* START MATERIAL TO PROCESS *
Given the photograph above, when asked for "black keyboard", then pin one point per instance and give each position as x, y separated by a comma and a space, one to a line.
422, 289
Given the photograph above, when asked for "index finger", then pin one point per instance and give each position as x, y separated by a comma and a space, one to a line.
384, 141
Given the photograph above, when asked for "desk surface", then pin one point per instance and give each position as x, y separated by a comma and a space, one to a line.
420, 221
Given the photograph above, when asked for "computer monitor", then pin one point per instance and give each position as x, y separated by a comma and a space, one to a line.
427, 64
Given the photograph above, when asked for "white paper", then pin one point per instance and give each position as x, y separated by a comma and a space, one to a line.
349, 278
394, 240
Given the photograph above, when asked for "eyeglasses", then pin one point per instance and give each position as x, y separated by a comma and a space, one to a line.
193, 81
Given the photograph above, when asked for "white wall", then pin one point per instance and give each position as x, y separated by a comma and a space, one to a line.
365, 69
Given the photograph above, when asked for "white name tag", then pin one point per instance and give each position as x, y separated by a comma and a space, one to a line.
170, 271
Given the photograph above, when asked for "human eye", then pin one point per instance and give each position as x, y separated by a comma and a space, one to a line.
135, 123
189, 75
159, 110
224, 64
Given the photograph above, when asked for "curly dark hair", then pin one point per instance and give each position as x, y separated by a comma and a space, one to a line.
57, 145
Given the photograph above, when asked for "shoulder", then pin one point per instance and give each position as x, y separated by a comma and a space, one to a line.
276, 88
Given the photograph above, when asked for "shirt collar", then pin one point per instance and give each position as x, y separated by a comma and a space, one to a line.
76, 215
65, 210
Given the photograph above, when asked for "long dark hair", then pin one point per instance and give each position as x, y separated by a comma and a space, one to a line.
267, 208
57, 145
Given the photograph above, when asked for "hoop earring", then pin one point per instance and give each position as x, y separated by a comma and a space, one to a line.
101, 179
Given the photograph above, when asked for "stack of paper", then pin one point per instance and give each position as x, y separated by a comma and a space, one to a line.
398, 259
* END MATERIAL TO PROCESS *
Reproduce the material verbatim, line by line.

RESPONSE TO THE EXERCISE:
Given the photograph above, when asked for "black keyboard", then pin one point per instance and give each position as x, y separated by a comma and a space, one to a line.
422, 289
Given the photograph above, when asked for "index finger", then pin one point per instance and give each position as x, y separated by a comma and a space, one to a line.
384, 141
Given the photograph above, when asked for "desk surface", then pin one point per instance and give each position as x, y separated by a comma and a space, one to a line.
420, 221
Given the photograph above, when asked for "computer monitor", then pin one point per instance and give each position as x, y separated by a comma and a space, one to a line.
427, 64
Given the photograph above, when asked for "white paper", then pin one point per instance and give each position as x, y separated by a comma and a space, one to a line.
349, 278
394, 240
Given the photograph above, when asked for "eyeglasses", then pin one point per instance and give each position as x, y separated by a comma and a space, one to a line.
193, 81
Given the photograph above, when asked for "white wall", then pin one point per instance and give each position as x, y separated by a comma and a space, one to a line.
365, 69
Given the photograph above, when asked for "white name tag", then pin one point per instance and give each position as x, y separated by a comma and a space, one to a line.
170, 271
Given the photograph above, when asked for "human eye", then pin one point per instance and give each position as x, y separated by a comma and a space, one to a line.
135, 123
189, 75
159, 110
224, 64
Given the photograph above, when asked for "curly dark hair", then pin one point per instance and give each position as x, y separated by a comma and a space, one to a line.
57, 145
Given the photograph above, when asked for "shoulder", then pin one point per instance and give each position as x, y separated by a comma and a space, one to a line.
276, 88
Given the photograph above, when asked for "shirt collar", then pin one point per instance and give each position as x, y separated by a comma and a space, one to a line.
76, 215
65, 210
Given the photograph above, when asked for "long dark hair", then pin one point per instance and give each position as x, y separated by a comma and a space, one to a line.
267, 208
57, 145
Given the photograph above, when asked for "hoop earring", then pin one point per instance and give each position as x, y separated by a comma and a space, one to a line.
101, 179
Given the photograph above, when asked for "stack of paper", then pin one point per instance and give each position as x, y separated by a comma and a space, one to a line.
398, 259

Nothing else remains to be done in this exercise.